| Quoted passage |
A weird little potential backlash from the Calif. Sup. Ct. ruling

Dennis Prager has a good column discussing what will be, in his view, the ramifications of the California Supreme Court decision creating a new right out of thin air.  One of the points he makes is that, in the future, to avoid charges of discrimination, homosexual relationships will have to be promoted equally with heterosexual relationships.  Schools that once had books about boys and girls meeting and starting a family, will now have to have an equal number of books for little kids showing same sex couples meeting and starting families.  That thinking will have to permeate every reference to marriage and relationships, and this trend will appear in every aspect of life.

While Prager doesn’t say it in his article, on his show yesterday, he mentioned that this inevitable trend (which will be legally mandated on discrimination grounds) will create a rather unexpected fall-out, one that I’d already figured out on my own:  parents who have previously encouraged their children not to be discriminatory against gays will, when faced with a society that is required to promote homosexuality equally with hetereosexuality, begin preaching against homosexual behavior in the home.

Many of these parents will be like me:  They will recognize that a small percentage of people are homosexual out of the box.  However, they will also know that, as in ancient Greece where popular culture encouraged homosexual relationships for pleasure and heterosexual relationships solely for procreation, people in the great middle can have their sexuality manipulated.

Lastly, these parents will know that, while there are gays and lesbians live the same stolid (and solid) middle class life that I do (which is what I want for my children), a large number — especially men — enjoy the promiscuity that comes from (a) no worries about pregnancy and (b) dealing with sexual partners who match them testosterone for testosterone.  Sadly, the evidence shows that, with this type of promiscuity, you also get rampant diseases and statistically increased substance abuse and domestic violence.

I actually don’t need studies to know about these problems.  I grew up in the SF Bay Area and, until I switched from urban life to suburban domesticity, had many gay friends — and these were people whom I valued greatly and whose friendships I cherished.  Nevertheless, even then I saw them going down a life trajectory antithetical to what I hoped for myself — one of unbridled, although often classy and beautiful, hedonism.  And so many of them died of AIDS.  It wasn’t AIDS they got at the dentist or from a blood transfusion or from one unlucky coupling.  It was AIDS they got at the orgies they used to boast about attending.  Only two men I know who were monogamous got AIDS and, in both cases, it was because their partners were incredibly promiscuous — something my friends knew about and tolerated.

Without passing any judgment on homosexuality itself, this is not the lifestyle I want for my children.  Therefore, if the state is promoting homosexuality because it is required to do so, it’s my responsibility as a parent to push back, not because I don’t like gays, but because I fear the consequences of a lifestyle that has too many negative consequences for my children.

| Data extract |

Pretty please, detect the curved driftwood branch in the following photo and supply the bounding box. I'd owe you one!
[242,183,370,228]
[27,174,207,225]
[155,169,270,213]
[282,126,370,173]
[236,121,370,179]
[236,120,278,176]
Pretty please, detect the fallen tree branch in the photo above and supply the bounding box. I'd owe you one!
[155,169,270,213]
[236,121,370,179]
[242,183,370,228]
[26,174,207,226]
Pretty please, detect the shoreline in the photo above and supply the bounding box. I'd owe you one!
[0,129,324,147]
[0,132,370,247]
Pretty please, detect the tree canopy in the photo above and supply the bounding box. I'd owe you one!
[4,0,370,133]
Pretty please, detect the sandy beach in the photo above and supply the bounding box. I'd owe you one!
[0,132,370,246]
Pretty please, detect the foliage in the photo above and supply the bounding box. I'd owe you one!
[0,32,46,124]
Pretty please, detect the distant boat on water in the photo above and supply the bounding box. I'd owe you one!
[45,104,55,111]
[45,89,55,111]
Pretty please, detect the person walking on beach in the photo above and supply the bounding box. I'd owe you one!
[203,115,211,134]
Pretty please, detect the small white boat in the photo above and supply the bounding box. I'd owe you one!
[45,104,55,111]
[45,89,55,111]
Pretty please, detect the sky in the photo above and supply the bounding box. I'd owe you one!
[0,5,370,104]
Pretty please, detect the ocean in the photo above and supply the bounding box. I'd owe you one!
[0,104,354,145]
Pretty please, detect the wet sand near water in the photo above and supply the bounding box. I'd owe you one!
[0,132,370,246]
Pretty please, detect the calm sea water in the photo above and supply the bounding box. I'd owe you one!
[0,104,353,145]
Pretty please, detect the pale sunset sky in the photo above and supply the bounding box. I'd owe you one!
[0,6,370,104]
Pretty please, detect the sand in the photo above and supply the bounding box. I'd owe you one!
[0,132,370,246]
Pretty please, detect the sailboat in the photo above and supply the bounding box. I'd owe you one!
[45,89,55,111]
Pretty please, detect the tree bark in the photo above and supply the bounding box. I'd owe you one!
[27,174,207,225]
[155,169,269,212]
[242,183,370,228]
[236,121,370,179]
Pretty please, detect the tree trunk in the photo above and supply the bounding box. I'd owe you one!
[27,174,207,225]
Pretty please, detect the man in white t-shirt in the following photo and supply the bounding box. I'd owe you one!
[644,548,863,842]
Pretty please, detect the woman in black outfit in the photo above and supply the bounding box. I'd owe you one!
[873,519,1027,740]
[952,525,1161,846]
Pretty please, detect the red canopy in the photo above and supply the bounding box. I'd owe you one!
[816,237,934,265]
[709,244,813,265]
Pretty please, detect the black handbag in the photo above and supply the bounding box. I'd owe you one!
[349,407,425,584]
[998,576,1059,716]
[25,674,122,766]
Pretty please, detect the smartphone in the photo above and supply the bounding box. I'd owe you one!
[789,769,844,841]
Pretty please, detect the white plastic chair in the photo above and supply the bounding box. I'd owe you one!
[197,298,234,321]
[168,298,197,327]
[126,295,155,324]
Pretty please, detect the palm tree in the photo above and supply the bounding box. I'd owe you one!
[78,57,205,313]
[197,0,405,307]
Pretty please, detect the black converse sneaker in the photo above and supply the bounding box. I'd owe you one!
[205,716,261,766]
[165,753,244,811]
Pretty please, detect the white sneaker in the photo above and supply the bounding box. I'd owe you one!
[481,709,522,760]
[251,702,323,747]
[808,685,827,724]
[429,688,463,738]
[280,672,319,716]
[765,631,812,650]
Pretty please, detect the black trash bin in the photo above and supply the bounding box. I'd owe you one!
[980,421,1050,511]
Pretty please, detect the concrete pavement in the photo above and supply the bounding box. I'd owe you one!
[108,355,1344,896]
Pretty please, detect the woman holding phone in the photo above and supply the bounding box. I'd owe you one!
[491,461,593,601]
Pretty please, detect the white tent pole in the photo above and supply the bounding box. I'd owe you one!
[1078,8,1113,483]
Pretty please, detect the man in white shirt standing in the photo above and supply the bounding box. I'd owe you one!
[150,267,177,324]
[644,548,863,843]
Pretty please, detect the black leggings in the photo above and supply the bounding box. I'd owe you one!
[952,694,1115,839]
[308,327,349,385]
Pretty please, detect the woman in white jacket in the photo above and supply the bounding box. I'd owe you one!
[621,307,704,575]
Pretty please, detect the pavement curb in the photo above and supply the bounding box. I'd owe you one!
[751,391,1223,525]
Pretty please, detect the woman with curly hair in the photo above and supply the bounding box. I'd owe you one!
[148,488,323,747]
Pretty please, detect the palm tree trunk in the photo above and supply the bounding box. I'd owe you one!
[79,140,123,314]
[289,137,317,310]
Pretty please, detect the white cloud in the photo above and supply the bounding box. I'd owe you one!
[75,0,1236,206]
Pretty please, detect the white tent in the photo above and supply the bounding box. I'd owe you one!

| Problem details |
Retype, word for word, the stretch of the post on the California Supreme Court ruling that starts with "I actually don’t" and goes on through "about and tolerated.".

| Written response |
I actually don’t need studies to know about these problems.  I grew up in the SF Bay Area and, until I switched from urban life to suburban domesticity, had many gay friends — and these were people whom I valued greatly and whose friendships I cherished.  Nevertheless, even then I saw them going down a life trajectory antithetical to what I hoped for myself — one of unbridled, although often classy and beautiful, hedonism.  And so many of them died of AIDS.  It wasn’t AIDS they got at the dentist or from a blood transfusion or from one unlucky coupling.  It was AIDS they got at the orgies they used to boast about attending.  Only two men I know who were monogamous got AIDS and, in both cases, it was because their partners were incredibly promiscuous — something my friends knew about and tolerated.